◆ WRITTEN INSTRUCTION A
In the excerpt on finding a plane, what tool is used to check whether the four randomly picked points are co-planar?
◆ WRITTEN INSTRUCTION B
Retype the excerpt on finding a plane precisely, everything from "So let's pick" down to "choices of $q,r,s,t$.".

+++ EXCERPT +++

Suppose that a large fraction of the points go through some plane $P$, say, $n/10$ of them. Here's how we can find it:

So let's pick 4 points at random from the $n$; call those points $q,r,s,t$. Suppose we know the distances between all such pairs (they form a 4-clique, $K_4$). Then we can use the Cayley-Menger determinant to see if they are co-planar. Suppose they are co-planar. Then we might try testing each other point $x$ and seeing whether we can tell whether it is co-planar with the plane formed by $q,r,s,t$. We might only be able to test this when the additional point $u$ forms a 4-clique together with some other points known to be on the plane. At the end, if we've found a significant number of points that are on the plane formed by $q,r,s,t$, we keep this plane. Keep doing this for, say, 1000 random choices of $q,r,s,t$.

+++ INFORMATION SHOWN +++

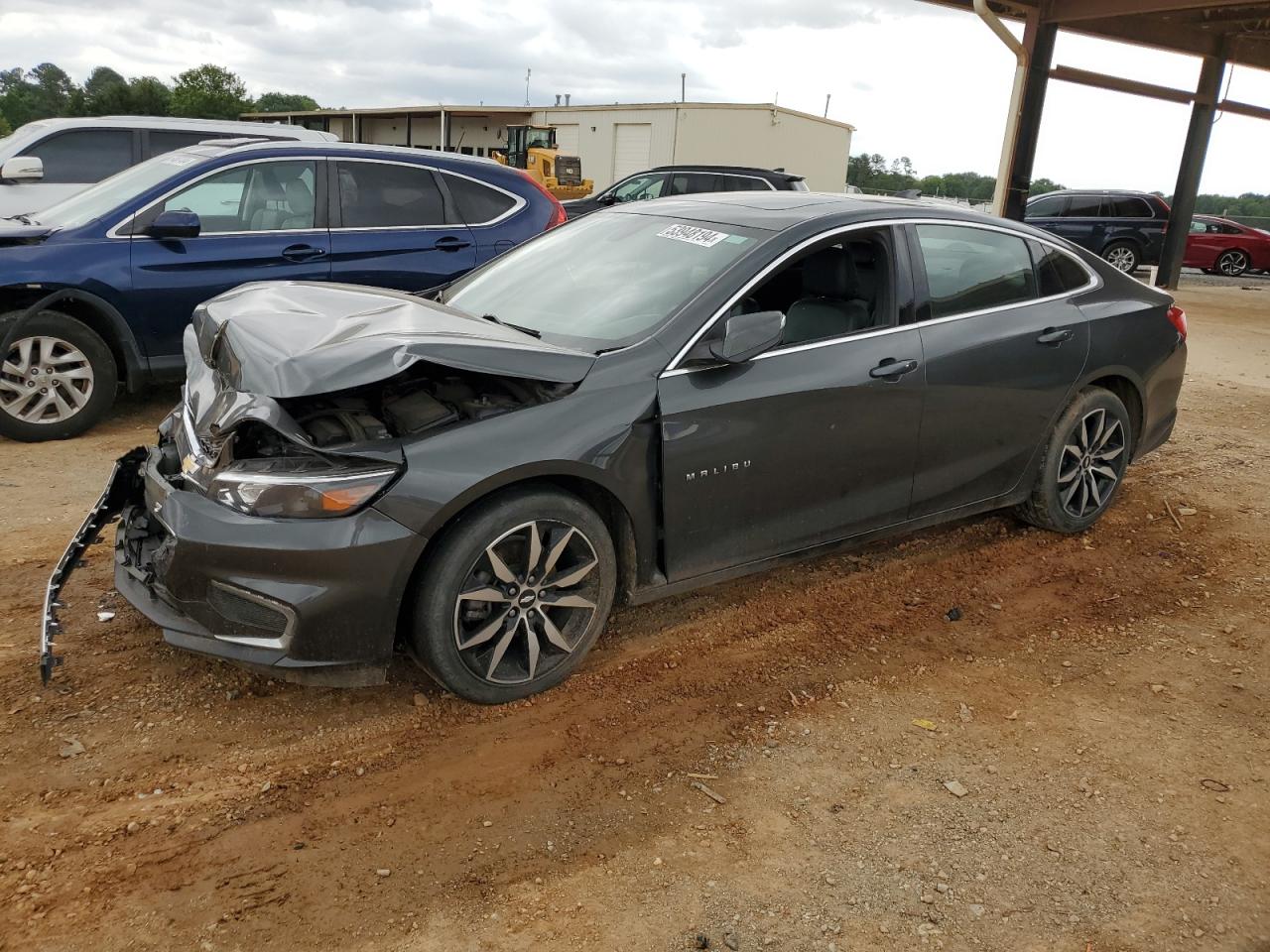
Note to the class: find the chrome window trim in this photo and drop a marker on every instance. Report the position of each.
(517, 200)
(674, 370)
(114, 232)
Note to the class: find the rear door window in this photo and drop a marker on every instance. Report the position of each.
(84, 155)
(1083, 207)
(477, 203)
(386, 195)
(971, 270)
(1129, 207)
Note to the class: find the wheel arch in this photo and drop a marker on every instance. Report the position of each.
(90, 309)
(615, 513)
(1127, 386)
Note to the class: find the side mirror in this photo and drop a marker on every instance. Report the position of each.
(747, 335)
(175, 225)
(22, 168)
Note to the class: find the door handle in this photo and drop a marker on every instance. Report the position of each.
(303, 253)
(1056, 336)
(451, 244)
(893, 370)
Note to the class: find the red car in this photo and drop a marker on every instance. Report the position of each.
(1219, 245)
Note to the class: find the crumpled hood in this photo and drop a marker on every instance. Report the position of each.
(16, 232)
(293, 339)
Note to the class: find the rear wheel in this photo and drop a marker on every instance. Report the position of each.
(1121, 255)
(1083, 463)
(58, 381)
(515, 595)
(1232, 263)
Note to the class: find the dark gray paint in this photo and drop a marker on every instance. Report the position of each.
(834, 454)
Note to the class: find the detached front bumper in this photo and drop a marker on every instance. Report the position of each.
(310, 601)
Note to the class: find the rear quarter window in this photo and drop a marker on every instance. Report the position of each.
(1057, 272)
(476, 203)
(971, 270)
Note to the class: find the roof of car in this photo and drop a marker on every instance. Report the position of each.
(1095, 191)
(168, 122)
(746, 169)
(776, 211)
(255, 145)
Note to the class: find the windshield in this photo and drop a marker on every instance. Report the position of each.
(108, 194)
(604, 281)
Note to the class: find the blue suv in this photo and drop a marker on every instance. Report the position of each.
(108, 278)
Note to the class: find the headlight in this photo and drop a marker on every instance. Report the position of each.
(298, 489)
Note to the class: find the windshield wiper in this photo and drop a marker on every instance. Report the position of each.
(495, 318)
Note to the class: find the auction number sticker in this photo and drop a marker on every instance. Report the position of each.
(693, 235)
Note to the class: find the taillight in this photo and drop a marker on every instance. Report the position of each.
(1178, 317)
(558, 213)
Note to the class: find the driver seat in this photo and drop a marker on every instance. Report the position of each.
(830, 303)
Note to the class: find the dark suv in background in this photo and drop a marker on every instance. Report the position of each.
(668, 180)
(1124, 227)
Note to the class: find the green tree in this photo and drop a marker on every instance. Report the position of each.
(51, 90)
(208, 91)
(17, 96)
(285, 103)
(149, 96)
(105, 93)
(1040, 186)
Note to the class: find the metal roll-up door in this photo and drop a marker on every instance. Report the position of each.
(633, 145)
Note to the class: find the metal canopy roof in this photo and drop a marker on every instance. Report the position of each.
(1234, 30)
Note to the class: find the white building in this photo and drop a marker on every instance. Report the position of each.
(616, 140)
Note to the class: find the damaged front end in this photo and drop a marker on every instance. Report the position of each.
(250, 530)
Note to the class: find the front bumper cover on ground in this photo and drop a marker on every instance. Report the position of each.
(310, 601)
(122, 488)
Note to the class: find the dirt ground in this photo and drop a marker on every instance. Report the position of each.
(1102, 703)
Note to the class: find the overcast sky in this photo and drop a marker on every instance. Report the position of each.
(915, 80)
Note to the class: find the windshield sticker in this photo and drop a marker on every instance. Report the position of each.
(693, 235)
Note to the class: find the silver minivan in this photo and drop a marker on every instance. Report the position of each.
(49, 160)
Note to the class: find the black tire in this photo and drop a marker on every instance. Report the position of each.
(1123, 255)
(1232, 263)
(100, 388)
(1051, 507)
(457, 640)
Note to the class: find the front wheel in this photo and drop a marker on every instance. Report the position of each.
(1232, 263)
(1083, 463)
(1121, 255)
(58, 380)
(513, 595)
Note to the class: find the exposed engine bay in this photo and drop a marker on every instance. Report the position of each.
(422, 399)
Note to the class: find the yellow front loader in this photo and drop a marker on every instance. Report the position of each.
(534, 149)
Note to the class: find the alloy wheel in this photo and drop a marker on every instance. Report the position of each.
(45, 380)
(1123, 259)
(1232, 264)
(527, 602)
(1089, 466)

+++

◆ FINAL ANSWER A
The Cayley-Menger determinant.

◆ FINAL ANSWER B
So let's pick 4 points at random from the $n$; call those points $q,r,s,t$. Suppose we know the distances between all such pairs (they form a 4-clique, $K_4$). Then we can use the Cayley-Menger determinant to see if they are co-planar. Suppose they are co-planar. Then we might try testing each other point $x$ and seeing whether we can tell whether it is co-planar with the plane formed by $q,r,s,t$. We might only be able to test this when the additional point $u$ forms a 4-clique together with some other points known to be on the plane. At the end, if we've found a significant number of points that are on the plane formed by $q,r,s,t$, we keep this plane. Keep doing this for, say, 1000 random choices of $q,r,s,t$.